:: Given information ::
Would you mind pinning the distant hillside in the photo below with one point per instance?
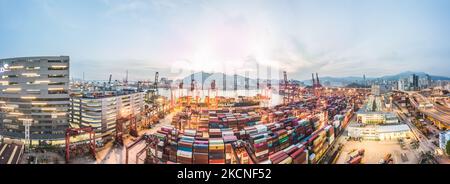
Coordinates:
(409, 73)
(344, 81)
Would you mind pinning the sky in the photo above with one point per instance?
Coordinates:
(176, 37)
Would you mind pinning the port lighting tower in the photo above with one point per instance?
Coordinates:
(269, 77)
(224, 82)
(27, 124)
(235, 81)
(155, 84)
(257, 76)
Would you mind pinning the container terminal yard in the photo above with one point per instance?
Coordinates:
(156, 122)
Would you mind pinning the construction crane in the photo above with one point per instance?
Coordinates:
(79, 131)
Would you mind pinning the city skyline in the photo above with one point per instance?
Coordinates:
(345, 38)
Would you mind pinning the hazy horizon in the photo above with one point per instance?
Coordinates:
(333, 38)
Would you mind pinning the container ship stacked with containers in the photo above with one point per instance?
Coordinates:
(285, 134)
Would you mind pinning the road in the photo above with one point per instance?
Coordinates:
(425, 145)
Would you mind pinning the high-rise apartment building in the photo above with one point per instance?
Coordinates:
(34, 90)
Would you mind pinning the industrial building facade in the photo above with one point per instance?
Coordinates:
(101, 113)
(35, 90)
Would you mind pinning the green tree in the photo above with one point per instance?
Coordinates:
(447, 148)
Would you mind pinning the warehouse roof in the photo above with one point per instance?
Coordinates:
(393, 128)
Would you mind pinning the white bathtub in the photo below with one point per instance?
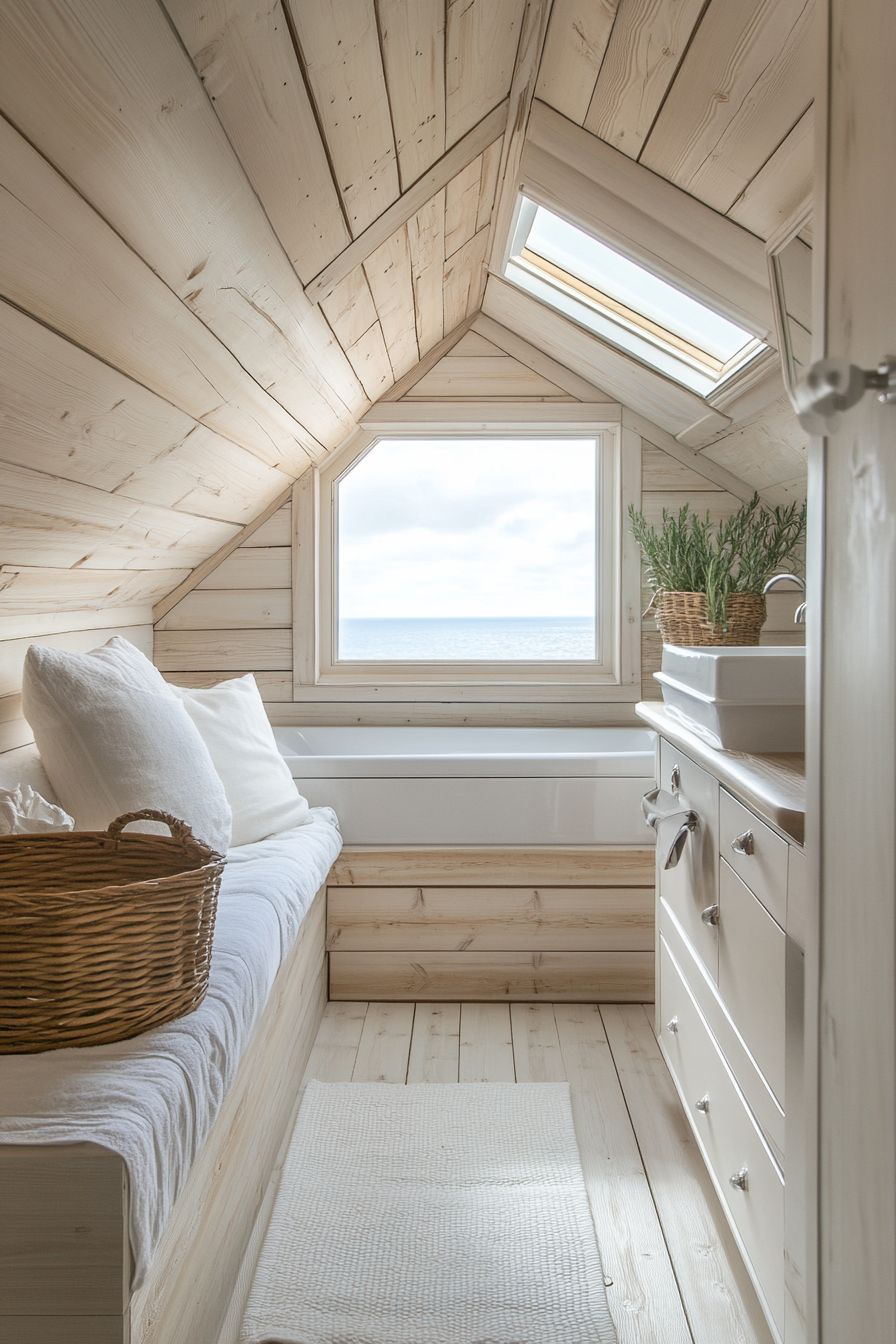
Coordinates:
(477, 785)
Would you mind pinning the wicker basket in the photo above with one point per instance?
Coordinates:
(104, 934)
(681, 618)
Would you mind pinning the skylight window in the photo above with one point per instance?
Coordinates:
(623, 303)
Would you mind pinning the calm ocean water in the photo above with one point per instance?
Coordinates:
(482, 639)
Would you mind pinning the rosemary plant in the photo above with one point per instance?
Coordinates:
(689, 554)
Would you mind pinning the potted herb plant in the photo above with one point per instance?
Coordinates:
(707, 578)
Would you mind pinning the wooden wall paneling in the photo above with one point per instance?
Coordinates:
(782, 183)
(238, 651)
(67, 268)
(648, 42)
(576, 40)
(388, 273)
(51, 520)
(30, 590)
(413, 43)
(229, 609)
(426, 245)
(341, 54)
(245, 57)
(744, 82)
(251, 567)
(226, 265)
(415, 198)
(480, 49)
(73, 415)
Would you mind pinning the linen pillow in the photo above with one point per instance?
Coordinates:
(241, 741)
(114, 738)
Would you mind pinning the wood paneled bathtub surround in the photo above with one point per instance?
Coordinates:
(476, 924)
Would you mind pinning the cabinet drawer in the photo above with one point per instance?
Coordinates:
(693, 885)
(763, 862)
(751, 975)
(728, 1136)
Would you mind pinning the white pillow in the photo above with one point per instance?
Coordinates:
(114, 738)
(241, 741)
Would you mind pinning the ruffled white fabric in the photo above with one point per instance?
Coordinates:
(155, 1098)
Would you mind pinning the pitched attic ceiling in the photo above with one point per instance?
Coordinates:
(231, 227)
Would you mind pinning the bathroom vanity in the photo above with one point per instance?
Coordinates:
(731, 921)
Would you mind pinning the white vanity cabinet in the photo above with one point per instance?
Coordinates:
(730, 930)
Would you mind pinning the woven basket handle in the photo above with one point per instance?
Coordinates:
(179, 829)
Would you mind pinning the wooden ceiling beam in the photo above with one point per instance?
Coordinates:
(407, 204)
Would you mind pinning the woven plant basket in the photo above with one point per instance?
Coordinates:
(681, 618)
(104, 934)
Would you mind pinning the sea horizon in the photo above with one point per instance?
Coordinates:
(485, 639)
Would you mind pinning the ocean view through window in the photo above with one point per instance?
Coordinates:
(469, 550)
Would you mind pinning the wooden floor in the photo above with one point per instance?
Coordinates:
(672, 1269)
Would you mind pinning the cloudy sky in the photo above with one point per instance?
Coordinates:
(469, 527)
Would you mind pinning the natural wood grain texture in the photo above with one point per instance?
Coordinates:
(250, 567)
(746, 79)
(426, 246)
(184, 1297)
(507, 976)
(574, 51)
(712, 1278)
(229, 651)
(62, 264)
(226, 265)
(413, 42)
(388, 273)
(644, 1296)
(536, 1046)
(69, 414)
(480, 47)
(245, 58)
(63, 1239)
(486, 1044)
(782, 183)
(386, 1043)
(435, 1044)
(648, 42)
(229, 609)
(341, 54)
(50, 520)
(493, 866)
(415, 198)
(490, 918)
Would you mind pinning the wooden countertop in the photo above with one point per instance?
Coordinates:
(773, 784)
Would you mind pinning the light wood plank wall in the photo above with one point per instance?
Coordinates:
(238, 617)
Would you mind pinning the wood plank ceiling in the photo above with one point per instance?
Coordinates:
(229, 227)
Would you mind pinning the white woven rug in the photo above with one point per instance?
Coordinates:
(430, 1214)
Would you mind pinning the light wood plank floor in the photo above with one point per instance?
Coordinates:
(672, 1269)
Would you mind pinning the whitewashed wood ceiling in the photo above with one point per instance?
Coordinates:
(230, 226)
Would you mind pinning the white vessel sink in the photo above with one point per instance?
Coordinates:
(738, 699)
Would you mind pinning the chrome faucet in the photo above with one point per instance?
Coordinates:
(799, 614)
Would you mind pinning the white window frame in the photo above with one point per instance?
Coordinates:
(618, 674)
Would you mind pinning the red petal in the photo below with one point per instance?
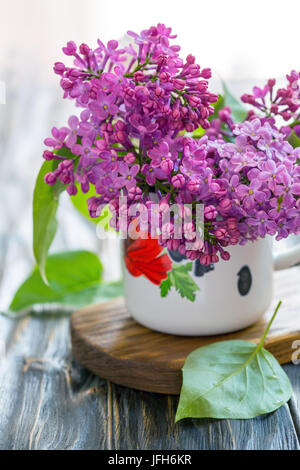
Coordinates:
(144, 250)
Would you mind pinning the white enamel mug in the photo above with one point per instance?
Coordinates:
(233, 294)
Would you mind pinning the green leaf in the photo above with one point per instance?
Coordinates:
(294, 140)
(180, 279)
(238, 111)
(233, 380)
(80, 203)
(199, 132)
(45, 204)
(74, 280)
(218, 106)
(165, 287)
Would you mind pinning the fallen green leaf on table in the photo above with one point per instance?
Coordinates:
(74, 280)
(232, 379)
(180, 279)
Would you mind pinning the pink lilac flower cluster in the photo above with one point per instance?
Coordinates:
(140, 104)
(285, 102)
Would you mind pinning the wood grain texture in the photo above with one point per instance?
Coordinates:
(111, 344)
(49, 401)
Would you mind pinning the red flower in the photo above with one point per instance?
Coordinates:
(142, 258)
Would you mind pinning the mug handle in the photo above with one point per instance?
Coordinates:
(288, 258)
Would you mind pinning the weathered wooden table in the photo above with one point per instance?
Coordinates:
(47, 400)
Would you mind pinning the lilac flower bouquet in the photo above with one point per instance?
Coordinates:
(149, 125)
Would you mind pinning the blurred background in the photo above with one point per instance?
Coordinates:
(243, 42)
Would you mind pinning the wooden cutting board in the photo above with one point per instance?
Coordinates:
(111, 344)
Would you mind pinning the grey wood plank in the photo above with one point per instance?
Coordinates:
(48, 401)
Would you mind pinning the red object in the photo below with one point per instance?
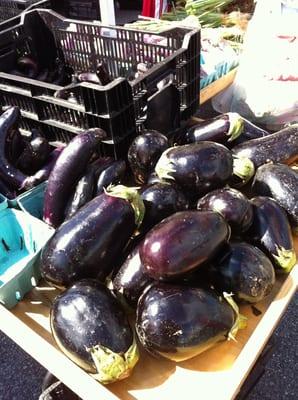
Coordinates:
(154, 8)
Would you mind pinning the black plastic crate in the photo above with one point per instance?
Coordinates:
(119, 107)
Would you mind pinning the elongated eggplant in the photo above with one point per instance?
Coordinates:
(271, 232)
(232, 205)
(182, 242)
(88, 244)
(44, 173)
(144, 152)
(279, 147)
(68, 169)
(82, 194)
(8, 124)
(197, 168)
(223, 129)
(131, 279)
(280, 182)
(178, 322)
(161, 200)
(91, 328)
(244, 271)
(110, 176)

:: Do this ::
Copy out every item above word for word, including all coordinates, but leave the pictures out.

:: Result ::
Would you mind pinning the distant hillside in the photo below with one point per instance?
Coordinates:
(409, 73)
(344, 81)
Would you mind pinning the sky in the photo above with one point per instance?
Coordinates:
(176, 37)
Would you mind pinning the port lighting tower in the photo above with one point per instance?
Coordinates:
(269, 77)
(224, 82)
(27, 124)
(235, 81)
(155, 84)
(257, 76)
Would you mind pinning the container terminal yard in the photo above with one point per instance?
Coordinates:
(156, 122)
Would you mind pinning the construction crane in the photo above with one point per instance?
Coordinates:
(79, 131)
Would you mind pinning the city skyline in the photo above with one point per instance?
Coordinates:
(345, 38)
Would you mind pinning the hazy horizon in the photo above with one point per instance?
Coordinates:
(333, 38)
Would you mind pinning the container ship stacked with containers in the photo above with one point per instance?
Coordinates:
(285, 134)
Would you mind pinning the road in the photo above with one point per instance?
Coordinates:
(425, 145)
Would you mind pinning the high-rise apartment building in the photo above with one point per instance?
Coordinates:
(34, 90)
Would you mind pinning the industrial building facade in the photo above with one point per instance?
Coordinates:
(101, 113)
(35, 90)
Would you mind pinning the green tree in the photo above with one point per instance?
Coordinates:
(447, 148)
Would you mind pinning the warehouse roof in the photo above with one point per instance?
Coordinates:
(393, 128)
Would you mind pinning the white bathtub in the photo below with one point per instance?
Coordinates:
(477, 785)
Would you mind pinning the wicker basket in the photo above with one point per instance?
Coordinates:
(104, 934)
(681, 618)
Would you mind pinning the skylight window in the photo above with one point per instance?
Coordinates:
(623, 303)
Would you mind pinning the calm ocean water in the photo above with one point per instance?
Coordinates:
(482, 639)
Would you mind pinning the rosemary plant in the photo above with one point per instance?
Coordinates:
(689, 554)
Would you mind pinning the potted herb plant in the photo above with one point per instance?
Coordinates:
(707, 578)
Would you mind pinning the wooden wall paneling in the photo above with one point per instance?
Coordinates:
(782, 183)
(238, 651)
(67, 268)
(648, 42)
(576, 40)
(388, 273)
(51, 520)
(30, 590)
(413, 43)
(229, 609)
(426, 245)
(341, 54)
(245, 57)
(744, 82)
(251, 567)
(226, 265)
(415, 198)
(480, 49)
(73, 415)
Would you mind pinning the linen pillow in the photo above with one point per instance?
Coordinates:
(241, 741)
(114, 738)
Would you mind pinning the wood paneled bathtub surround in the photo above with one point per instance?
Coordinates:
(476, 924)
Would you mind pinning the cabinet drawer in the photo above with one point per instance?
Coordinates:
(693, 885)
(763, 862)
(751, 975)
(728, 1136)
Would you mind pinning the white pillow in the photo above with one point per instance?
Coordinates:
(114, 738)
(241, 741)
Would you mind pinning the ruffled white fabric in the photo above with one point per instance?
Coordinates:
(155, 1098)
Would you mind pinning the pitched attic ceiling in the photo above with one point per instance?
Coordinates:
(231, 227)
Would you mind pinning the bathroom vanity in the photo above with one point per instance?
Coordinates:
(731, 921)
Would you mind pinning the white vanity cabinet in the photo above with one point per instance?
Coordinates:
(730, 930)
Would you mind pinning the woven basket handle in the photo above with one point per instance?
Coordinates:
(179, 829)
Would you mind pinning the wooden ceiling beam in the photo above with one point per instance?
Coordinates:
(407, 204)
Would you mind pinning the woven plant basket in the photo above with one point per instance?
Coordinates:
(681, 618)
(104, 934)
Would you mind pinning the sea horizon in the photo above with one point per instance?
Coordinates:
(485, 639)
Would you mind pinning the ocean view through window in the photo above with one point per instance?
Coordinates:
(469, 550)
Would you mind pinning the wooden floor in the photo above with one point per instance?
Coordinates:
(672, 1269)
Would you mind pinning the cloudy sky in the photo above with one point per instance?
Coordinates:
(469, 527)
Would you mind pinning the natural wood grain texture in the photo above with one point per instance?
Coordinates:
(250, 567)
(746, 79)
(426, 246)
(184, 1297)
(507, 976)
(574, 51)
(712, 1278)
(229, 651)
(62, 264)
(226, 265)
(413, 42)
(388, 273)
(644, 1296)
(536, 1046)
(69, 414)
(480, 47)
(245, 58)
(63, 1239)
(486, 1044)
(782, 183)
(386, 1043)
(435, 1044)
(648, 42)
(229, 609)
(341, 54)
(50, 520)
(493, 866)
(415, 198)
(490, 918)
Would you mind pinning the wooden countertop in the photo above with one point per instance?
Coordinates:
(773, 784)
Would you mind pinning the light wood plank wall in the photo above with one point per instance?
Coordinates:
(238, 617)
Would you mind pinning the wood plank ceiling in the photo above with one point per instance?
Coordinates:
(229, 227)
Would you mind pinning the white woven rug in the photo above with one point per instance?
Coordinates:
(430, 1214)
Would you mind pinning the light wood plank floor in the photo above with one point per instance?
Coordinates:
(672, 1269)
Would you mind pinning the whitewashed wood ceiling in the photo above with one point per instance?
Coordinates:
(230, 226)
Would you mind pinning the white vessel sink in the photo above with one point per instance?
Coordinates:
(738, 699)
Would you mind pinning the chrome faucet in the photo above with one point per instance?
Coordinates:
(799, 614)
Would you mind pinning the white window frame in the photo above with one point per instance?
Coordinates:
(618, 674)
Would you mind pinning the red petal in the photo below with one point per instance?
Coordinates:
(144, 250)
Would you mind pinning the white enamel mug in the photo above with one point per instance?
Coordinates:
(233, 294)
Would you mind pinning the green leaf in the photo above with one point per instance?
Coordinates:
(294, 140)
(180, 279)
(238, 111)
(233, 380)
(80, 203)
(199, 132)
(45, 204)
(74, 280)
(218, 106)
(165, 287)
Would you mind pinning the fallen green leaf on table in the photo above with one point per instance?
Coordinates:
(74, 280)
(232, 379)
(180, 279)
Would you mind pinning the pink lilac flower cluster in the photo above with one point per instance?
Coordinates:
(140, 104)
(285, 102)
Would you mind pinning the wood grain texture in the photo above with one point per instance?
Coordinates:
(111, 344)
(49, 401)
Would you mind pinning the red flower in the photo above with one point per instance?
Coordinates:
(142, 258)
Would you mind pinning the mug handle in the photo above with one point per instance?
Coordinates:
(288, 258)
Would you mind pinning the weathered wooden table in the photo above with one point per instance?
Coordinates:
(47, 400)
Would you mind pinning the lilac flower bouquet in the photo above with one point per instance?
Coordinates:
(149, 125)
Would you mind pinning the blurred background in the photo above with one point per instance?
Coordinates:
(243, 42)
Would you mind pinning the wooden cutting board in the photo above with one point per instance?
Coordinates:
(111, 344)
Would you mind pinning the grey wood plank in the photo above with one point per instance?
Coordinates:
(48, 401)
Would you mind pinning the red object in the photo below with one point per instance?
Coordinates:
(154, 8)
Would you mind pinning the black plastic crate in the photo above with one point per instance?
Coordinates:
(119, 107)
Would you mind pinning the elongated eggplant in the photo above with one point per instance?
Coordinates:
(271, 232)
(232, 205)
(182, 242)
(88, 244)
(44, 173)
(144, 152)
(279, 147)
(68, 169)
(82, 194)
(8, 124)
(197, 168)
(223, 129)
(131, 279)
(280, 182)
(178, 322)
(161, 200)
(91, 328)
(244, 271)
(110, 176)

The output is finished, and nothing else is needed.